** Begin **
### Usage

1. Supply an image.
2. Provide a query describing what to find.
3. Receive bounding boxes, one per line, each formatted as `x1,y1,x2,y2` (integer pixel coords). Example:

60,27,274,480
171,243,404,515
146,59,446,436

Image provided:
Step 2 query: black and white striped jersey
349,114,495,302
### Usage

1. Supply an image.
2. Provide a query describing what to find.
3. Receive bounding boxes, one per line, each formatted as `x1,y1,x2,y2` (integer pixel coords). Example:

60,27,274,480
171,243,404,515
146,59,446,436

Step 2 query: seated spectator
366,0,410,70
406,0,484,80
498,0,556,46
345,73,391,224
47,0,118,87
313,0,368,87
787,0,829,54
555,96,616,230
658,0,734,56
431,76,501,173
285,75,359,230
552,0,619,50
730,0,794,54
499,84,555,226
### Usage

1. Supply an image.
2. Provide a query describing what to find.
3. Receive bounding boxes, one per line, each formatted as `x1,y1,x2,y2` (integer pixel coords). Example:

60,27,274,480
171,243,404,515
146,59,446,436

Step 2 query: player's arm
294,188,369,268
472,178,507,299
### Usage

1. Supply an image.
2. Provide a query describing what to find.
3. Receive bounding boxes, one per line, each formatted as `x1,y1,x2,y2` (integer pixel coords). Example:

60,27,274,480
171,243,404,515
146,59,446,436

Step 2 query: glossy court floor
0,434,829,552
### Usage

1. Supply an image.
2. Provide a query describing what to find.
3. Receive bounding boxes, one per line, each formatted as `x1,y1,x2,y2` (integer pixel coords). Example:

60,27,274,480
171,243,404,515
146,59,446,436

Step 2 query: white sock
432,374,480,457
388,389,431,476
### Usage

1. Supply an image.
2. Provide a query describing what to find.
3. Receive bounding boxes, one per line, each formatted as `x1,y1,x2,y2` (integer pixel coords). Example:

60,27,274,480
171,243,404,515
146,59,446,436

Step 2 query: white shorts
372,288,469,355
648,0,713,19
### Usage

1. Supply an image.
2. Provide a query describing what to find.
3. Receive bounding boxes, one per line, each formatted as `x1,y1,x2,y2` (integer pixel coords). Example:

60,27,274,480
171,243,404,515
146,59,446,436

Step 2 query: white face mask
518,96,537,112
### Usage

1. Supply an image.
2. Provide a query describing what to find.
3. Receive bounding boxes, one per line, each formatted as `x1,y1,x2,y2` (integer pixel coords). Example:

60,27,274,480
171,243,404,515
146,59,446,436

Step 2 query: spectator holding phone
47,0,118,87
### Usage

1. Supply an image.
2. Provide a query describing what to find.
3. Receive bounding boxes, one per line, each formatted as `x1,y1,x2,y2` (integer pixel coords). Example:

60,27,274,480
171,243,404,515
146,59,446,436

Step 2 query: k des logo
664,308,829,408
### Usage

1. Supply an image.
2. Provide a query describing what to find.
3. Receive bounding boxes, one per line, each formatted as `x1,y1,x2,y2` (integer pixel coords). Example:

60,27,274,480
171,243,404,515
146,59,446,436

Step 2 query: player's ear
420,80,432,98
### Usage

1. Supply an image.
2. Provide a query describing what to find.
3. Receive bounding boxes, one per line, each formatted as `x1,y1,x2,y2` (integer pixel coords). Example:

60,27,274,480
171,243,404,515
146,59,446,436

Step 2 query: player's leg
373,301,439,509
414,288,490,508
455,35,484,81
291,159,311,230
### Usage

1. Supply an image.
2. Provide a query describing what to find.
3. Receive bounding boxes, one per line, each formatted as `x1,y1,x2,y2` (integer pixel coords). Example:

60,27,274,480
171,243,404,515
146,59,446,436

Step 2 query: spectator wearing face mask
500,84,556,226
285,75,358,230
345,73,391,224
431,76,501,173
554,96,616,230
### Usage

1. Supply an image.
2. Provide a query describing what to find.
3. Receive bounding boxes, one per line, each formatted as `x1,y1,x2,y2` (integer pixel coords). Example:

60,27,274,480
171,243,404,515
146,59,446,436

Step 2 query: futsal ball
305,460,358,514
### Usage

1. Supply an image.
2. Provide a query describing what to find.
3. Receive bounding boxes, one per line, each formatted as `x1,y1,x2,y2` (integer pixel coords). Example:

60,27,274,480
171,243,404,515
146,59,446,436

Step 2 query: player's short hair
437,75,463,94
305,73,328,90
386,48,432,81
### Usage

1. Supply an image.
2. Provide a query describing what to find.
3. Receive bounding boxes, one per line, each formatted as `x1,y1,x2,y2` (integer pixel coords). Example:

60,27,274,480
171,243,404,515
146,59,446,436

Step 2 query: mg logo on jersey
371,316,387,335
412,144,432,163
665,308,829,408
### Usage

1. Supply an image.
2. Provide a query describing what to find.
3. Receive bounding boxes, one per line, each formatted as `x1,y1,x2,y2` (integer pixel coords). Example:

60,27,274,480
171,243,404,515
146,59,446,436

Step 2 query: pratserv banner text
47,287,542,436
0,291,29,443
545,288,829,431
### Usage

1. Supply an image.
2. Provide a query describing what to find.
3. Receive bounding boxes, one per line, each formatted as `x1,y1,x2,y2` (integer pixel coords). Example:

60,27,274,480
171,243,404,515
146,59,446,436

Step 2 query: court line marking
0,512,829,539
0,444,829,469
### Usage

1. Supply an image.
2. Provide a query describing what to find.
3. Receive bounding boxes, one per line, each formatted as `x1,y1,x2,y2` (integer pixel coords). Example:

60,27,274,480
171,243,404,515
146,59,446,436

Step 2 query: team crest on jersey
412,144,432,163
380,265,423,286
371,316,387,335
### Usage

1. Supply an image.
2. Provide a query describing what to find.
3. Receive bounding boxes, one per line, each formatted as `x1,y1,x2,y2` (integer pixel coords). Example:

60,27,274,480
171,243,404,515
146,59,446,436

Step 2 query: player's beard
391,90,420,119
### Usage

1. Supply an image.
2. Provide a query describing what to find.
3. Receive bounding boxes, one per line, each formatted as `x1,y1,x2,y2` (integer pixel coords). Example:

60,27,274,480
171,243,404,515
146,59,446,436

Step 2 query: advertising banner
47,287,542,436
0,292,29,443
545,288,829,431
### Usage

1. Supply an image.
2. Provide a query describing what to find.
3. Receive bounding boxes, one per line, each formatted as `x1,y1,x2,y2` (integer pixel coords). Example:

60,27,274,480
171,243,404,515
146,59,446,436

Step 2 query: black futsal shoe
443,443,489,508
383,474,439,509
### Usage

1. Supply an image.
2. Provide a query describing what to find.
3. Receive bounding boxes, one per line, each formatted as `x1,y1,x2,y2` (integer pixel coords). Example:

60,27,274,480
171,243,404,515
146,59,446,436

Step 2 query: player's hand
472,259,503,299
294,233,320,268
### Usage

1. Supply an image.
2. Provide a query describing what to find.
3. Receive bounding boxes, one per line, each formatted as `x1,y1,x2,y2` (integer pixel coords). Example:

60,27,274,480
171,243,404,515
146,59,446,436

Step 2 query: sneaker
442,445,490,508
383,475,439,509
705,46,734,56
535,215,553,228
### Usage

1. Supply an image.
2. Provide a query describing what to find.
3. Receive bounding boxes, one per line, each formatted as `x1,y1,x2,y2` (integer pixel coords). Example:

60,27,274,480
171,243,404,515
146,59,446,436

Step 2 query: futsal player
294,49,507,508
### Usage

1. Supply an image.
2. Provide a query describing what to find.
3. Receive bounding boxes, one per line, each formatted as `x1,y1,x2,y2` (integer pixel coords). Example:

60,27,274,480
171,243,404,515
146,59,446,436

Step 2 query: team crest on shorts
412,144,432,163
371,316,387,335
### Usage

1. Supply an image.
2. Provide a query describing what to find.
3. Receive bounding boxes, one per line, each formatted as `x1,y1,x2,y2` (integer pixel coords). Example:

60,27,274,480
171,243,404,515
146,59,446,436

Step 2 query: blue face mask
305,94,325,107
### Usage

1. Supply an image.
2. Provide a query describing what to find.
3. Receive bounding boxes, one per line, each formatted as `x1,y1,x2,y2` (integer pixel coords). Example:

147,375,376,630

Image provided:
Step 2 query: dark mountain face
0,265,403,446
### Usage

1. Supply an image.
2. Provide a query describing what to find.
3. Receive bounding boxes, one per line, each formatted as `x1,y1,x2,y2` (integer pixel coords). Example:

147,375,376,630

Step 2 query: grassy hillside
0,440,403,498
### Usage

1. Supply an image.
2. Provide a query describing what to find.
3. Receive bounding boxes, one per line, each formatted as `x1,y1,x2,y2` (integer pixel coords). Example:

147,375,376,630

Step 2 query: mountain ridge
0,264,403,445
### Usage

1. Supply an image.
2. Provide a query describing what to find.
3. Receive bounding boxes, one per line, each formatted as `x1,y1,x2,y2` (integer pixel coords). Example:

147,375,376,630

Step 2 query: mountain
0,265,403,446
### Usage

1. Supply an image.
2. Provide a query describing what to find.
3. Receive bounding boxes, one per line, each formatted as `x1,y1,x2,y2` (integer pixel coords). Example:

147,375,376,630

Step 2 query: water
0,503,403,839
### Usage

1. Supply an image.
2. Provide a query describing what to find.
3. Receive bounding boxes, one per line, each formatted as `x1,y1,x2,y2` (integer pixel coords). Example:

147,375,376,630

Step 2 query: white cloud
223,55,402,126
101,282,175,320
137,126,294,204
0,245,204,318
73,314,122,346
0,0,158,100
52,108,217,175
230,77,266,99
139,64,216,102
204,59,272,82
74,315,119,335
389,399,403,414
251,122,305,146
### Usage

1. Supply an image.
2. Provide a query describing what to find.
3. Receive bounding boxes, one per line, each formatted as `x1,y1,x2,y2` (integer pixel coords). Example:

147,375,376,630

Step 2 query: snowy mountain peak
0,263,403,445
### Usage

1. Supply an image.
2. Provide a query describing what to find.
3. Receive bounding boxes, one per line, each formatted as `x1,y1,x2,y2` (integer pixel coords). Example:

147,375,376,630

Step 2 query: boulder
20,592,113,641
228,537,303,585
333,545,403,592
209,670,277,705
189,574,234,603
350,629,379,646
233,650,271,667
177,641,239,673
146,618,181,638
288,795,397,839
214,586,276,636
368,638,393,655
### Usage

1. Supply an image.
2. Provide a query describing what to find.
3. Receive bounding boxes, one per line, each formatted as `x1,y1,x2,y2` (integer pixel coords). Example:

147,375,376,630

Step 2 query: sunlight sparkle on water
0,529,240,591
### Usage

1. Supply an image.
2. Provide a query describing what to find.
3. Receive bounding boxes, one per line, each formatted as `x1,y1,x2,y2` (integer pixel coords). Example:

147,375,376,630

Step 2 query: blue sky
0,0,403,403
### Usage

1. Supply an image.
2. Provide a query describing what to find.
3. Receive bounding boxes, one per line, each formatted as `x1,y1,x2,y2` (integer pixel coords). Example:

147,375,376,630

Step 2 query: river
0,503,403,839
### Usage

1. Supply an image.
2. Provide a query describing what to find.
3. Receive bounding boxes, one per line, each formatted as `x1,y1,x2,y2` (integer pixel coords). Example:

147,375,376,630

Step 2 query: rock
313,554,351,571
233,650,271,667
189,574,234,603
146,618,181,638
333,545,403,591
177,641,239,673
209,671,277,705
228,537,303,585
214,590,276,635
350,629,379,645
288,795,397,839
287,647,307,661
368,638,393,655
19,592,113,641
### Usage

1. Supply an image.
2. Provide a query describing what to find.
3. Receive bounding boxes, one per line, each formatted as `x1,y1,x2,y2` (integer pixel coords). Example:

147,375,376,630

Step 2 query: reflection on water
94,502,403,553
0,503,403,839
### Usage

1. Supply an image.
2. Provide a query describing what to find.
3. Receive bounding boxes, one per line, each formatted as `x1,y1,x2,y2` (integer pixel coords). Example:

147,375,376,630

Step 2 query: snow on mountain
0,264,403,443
** End **
Identify every line in the records above that contains the string "crest", counting only matches with the same capitalization, and copy each of those lines.

### Final result
Step 2 query: team crest on jersey
Step 2 query: team crest on shorts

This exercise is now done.